The code runs fine, but I looked into the list of differentially expressed genes for the first 3 contrasts I set up - but when I looked at the raw counts for the particular genes that showed up, the numbers very low across the genotypes (in the single digits, or sometimes even zero...). I understand I can be more stringent with the filtering but I am confused as to how these made it to the top of the list in the first place.
I did not face this issue for the last 3 sets of contrasts, I could generally eyeball the counts and see some kind of difference at least and the counts were always "decent" (more than 50+ counts per replicate).
Should I be running each of the conditions separately? I'm not sure whether creating the dds with all my samples has somehow interfered with the way the differential expression is calculated. Or am I oversimplifying this by looking at raw counts?
I'm wondering if someone can shed some light on this - perhaps I'm lacking in some understanding of how the statistical models work, so if anybody can provide some clarification I would be very grateful.

Given data:
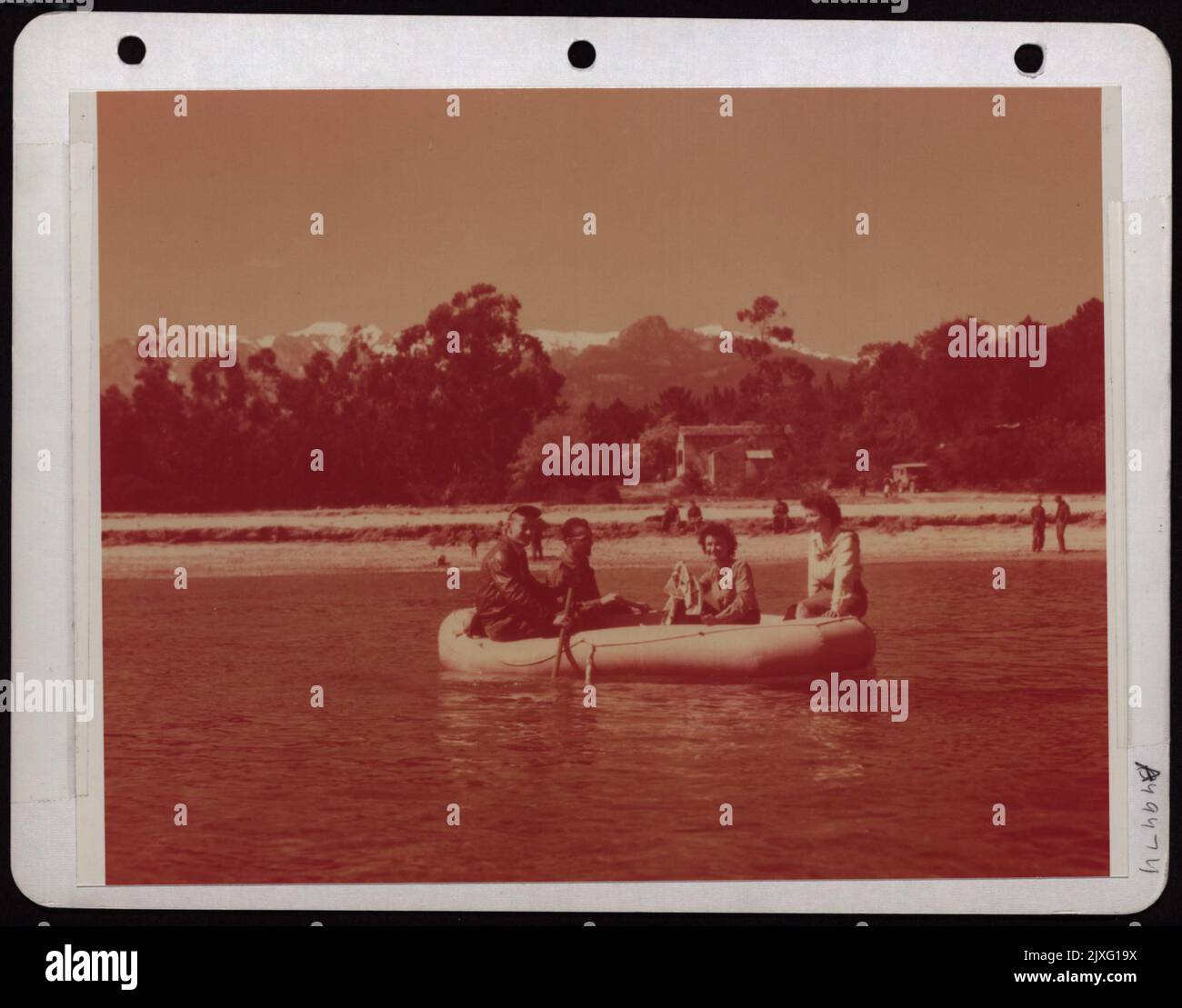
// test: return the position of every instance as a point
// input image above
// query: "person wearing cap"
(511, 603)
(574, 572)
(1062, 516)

...

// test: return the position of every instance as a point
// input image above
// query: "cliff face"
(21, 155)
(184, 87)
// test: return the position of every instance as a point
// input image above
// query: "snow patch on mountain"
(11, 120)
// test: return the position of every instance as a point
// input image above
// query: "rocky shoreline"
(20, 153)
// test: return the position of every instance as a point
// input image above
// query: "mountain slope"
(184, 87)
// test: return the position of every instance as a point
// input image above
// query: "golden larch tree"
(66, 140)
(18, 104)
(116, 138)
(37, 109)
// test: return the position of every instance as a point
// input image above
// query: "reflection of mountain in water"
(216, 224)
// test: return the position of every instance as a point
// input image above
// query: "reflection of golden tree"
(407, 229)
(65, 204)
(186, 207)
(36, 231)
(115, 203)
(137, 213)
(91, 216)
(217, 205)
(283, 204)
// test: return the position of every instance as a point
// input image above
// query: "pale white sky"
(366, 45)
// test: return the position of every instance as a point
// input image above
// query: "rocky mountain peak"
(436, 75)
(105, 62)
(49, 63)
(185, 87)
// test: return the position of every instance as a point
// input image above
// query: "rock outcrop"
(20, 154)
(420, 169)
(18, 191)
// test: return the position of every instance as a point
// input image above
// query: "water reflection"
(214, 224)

* * *

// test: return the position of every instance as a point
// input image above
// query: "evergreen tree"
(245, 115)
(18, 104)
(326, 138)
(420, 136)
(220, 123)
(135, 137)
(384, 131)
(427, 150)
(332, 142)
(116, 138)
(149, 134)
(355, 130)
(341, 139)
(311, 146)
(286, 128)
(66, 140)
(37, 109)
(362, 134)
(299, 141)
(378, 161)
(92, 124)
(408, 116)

Task requirements:
Continue the forum post about low-count genes at the top of a DESeq2 differential expression list, starting after its final sentence.

Output:
Thanks in advance!
Edit: I separated both conditions and ran the analysis again. For one of the contrasts, I initially, I had 28 candidates which seem to have passed the tests for multiple comparison, now I have 10 (there is high overlap between the two lists, so maybe not too much to worry, but there are also some differences). For the other contrast, I only had one candidate before, and I also have one now, but they are different genes (the rest of the padj values are 0.99996). If anybody has any insight on what these differences might be due to, that would be great. Thanks!
Thanks very much! I'll give that a try.